+++ Task inputs

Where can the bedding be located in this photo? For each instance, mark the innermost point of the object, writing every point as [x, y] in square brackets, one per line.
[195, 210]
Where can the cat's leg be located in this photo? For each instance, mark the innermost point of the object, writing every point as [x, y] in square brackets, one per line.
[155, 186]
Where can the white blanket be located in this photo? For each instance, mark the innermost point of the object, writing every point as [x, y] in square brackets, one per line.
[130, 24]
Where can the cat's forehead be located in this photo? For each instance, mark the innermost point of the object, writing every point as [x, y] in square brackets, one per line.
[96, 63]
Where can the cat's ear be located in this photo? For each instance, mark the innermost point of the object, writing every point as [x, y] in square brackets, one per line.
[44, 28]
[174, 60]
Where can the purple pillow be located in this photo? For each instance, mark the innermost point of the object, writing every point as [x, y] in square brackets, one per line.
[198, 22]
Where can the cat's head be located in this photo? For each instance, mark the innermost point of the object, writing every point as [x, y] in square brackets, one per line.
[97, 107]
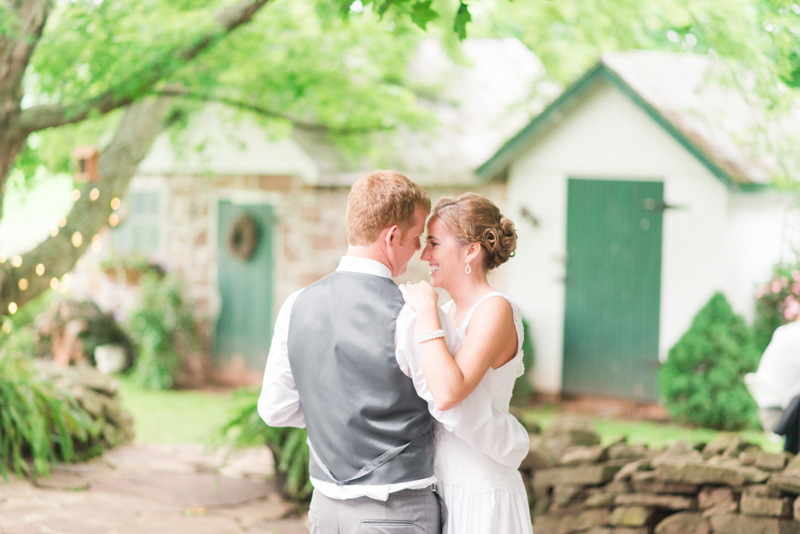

++++++

* Short task
Could you copy everything from the line containing "Where can the cat's ear" down to the last of the lines above, requests included, scaling each point coordinate in the answers by 2.6 and rounding to whole numbers with halves going up? Leave the pictures out.

* Written answer
Where can the cat's ear be located in this photo? For each instance, mark the innermost point of the object, writing every point as [x, y] in square brackets, one per line.
[114, 73]
[452, 156]
Where can the purple pillow be located in this photo? For each instance, mark the innermost point of the object, writing every point as [x, y] in square brackets, one per line.
[515, 57]
Where can the cat's head be located in this photo? For each instance, mark the innermost point of the object, writing every point as [x, y] in square brackets, one per line.
[252, 278]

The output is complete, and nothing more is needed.